[BEGIN The records]

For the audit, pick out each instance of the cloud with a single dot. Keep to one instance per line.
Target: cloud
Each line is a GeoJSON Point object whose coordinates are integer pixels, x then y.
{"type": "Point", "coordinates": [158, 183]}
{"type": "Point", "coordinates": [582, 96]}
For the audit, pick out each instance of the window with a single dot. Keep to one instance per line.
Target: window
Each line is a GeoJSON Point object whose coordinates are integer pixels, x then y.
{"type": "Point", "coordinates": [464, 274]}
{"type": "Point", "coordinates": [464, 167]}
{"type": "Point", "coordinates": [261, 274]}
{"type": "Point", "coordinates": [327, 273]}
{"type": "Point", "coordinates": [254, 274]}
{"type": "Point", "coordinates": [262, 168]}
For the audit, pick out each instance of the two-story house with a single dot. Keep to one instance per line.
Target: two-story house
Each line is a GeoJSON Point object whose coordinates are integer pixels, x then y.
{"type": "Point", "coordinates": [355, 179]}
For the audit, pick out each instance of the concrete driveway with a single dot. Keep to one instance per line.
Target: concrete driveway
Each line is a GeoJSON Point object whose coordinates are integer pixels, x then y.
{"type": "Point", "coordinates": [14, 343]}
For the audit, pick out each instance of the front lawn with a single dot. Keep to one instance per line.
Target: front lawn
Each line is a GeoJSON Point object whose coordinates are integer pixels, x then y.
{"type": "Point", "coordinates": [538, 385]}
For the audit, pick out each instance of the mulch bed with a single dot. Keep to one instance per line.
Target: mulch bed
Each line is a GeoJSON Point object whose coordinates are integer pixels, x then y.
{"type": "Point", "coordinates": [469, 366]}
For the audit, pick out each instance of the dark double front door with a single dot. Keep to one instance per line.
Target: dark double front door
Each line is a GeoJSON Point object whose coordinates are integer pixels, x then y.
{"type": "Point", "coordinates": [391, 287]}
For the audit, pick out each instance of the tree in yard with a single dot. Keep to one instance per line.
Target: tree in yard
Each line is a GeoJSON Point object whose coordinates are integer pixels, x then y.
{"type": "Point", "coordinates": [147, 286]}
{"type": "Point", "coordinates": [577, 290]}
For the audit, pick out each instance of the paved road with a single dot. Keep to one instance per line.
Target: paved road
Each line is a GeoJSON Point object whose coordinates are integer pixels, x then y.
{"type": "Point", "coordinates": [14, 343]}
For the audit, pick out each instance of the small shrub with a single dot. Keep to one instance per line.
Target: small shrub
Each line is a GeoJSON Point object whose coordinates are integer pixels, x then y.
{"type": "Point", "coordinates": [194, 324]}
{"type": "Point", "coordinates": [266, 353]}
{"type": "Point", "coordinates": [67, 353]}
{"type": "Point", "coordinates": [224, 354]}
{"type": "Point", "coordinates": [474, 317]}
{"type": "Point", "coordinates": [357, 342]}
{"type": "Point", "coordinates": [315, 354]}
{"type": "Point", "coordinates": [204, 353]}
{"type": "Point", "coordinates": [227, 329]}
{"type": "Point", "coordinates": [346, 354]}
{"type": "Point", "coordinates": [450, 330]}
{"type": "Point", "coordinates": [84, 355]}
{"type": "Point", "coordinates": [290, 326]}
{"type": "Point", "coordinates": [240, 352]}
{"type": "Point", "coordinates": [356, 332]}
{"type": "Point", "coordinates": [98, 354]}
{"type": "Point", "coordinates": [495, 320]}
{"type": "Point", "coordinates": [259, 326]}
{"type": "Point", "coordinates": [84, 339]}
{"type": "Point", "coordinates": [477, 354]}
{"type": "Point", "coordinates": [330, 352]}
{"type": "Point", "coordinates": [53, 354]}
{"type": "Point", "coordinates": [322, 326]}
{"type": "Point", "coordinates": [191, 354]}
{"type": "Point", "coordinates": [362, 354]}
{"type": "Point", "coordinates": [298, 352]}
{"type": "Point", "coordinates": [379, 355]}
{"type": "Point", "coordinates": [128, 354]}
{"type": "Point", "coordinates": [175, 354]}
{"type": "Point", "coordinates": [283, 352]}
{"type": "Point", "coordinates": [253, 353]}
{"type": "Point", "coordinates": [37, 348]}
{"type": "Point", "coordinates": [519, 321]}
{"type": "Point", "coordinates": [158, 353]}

[END The records]

▸ Written task: Copy out all of the lines above exactly.

▸ Worked answer:
For the audit, pick out each instance of the cloud with a single dot. Keep to one instance per line.
Target: cloud
Each line is a GeoJSON Point object whose coordinates are integer pixels, x then y.
{"type": "Point", "coordinates": [158, 183]}
{"type": "Point", "coordinates": [582, 96]}
For the audit, pick out each instance of the window with a single dot. Keep to one instance per line.
Target: window
Each line is a GeoJSON Point object whose coordinates are integer pixels, x then y.
{"type": "Point", "coordinates": [464, 274]}
{"type": "Point", "coordinates": [464, 167]}
{"type": "Point", "coordinates": [261, 274]}
{"type": "Point", "coordinates": [327, 273]}
{"type": "Point", "coordinates": [254, 274]}
{"type": "Point", "coordinates": [262, 168]}
For the audit, pick out each instance of the two-story house with a single dot. Keep to one instance per line.
Target: two-story house
Each line is a GeoJSON Point object whose coordinates are integer pixels, x then y.
{"type": "Point", "coordinates": [355, 179]}
For the audit, pick out each instance of the concrete driveway with a single dot. Keep to one instance per line.
Target: concrete driveway
Each line is a GeoJSON Point object whose coordinates are integer pixels, x then y.
{"type": "Point", "coordinates": [14, 343]}
For the audit, pick out each instance of the front lawn with a single dot. Keep to one instance per line.
Target: front lawn
Each line is a GeoJSON Point object whose coordinates are integer pixels, x then y.
{"type": "Point", "coordinates": [538, 385]}
For the audit, pick out each instance of the mulch bed with a single dot. Keep to one instance per line.
Target: mulch bed
Each line is a GeoJSON Point object whose coordinates are integer pixels, x then y.
{"type": "Point", "coordinates": [469, 366]}
For the audit, pick out each instance of the dark double front door with a single dot. Keep to one instance per line.
Target: dark double front door
Each line is a GeoJSON Point object whose coordinates are integer pixels, x then y.
{"type": "Point", "coordinates": [391, 287]}
For the audit, pick out each instance of the tree in yard with a single dot. Keep to one instance per line.
Target: tree in yard
Each line is a GeoJSON Point object whose coordinates are integer pixels, x then y.
{"type": "Point", "coordinates": [147, 286]}
{"type": "Point", "coordinates": [577, 290]}
For the audit, pick out each instance of the paved road with a single dot. Keep to one instance per line.
Target: paved road
Each line is a GeoJSON Point object whose coordinates are integer pixels, x then y.
{"type": "Point", "coordinates": [14, 343]}
For the audit, pick out each instance of the small shrub with a single dot. Keep to one instance per line.
Target: small shrub
Each line is a GeoJSON Point object whose coordinates are integer pixels, x then y.
{"type": "Point", "coordinates": [194, 324]}
{"type": "Point", "coordinates": [266, 353]}
{"type": "Point", "coordinates": [67, 353]}
{"type": "Point", "coordinates": [224, 354]}
{"type": "Point", "coordinates": [474, 317]}
{"type": "Point", "coordinates": [357, 342]}
{"type": "Point", "coordinates": [315, 354]}
{"type": "Point", "coordinates": [204, 353]}
{"type": "Point", "coordinates": [227, 329]}
{"type": "Point", "coordinates": [346, 354]}
{"type": "Point", "coordinates": [450, 330]}
{"type": "Point", "coordinates": [84, 355]}
{"type": "Point", "coordinates": [290, 326]}
{"type": "Point", "coordinates": [240, 352]}
{"type": "Point", "coordinates": [356, 332]}
{"type": "Point", "coordinates": [98, 354]}
{"type": "Point", "coordinates": [495, 320]}
{"type": "Point", "coordinates": [259, 326]}
{"type": "Point", "coordinates": [84, 339]}
{"type": "Point", "coordinates": [477, 354]}
{"type": "Point", "coordinates": [330, 352]}
{"type": "Point", "coordinates": [53, 354]}
{"type": "Point", "coordinates": [322, 326]}
{"type": "Point", "coordinates": [191, 354]}
{"type": "Point", "coordinates": [362, 354]}
{"type": "Point", "coordinates": [298, 352]}
{"type": "Point", "coordinates": [379, 355]}
{"type": "Point", "coordinates": [128, 354]}
{"type": "Point", "coordinates": [175, 354]}
{"type": "Point", "coordinates": [283, 352]}
{"type": "Point", "coordinates": [253, 353]}
{"type": "Point", "coordinates": [37, 348]}
{"type": "Point", "coordinates": [519, 321]}
{"type": "Point", "coordinates": [158, 353]}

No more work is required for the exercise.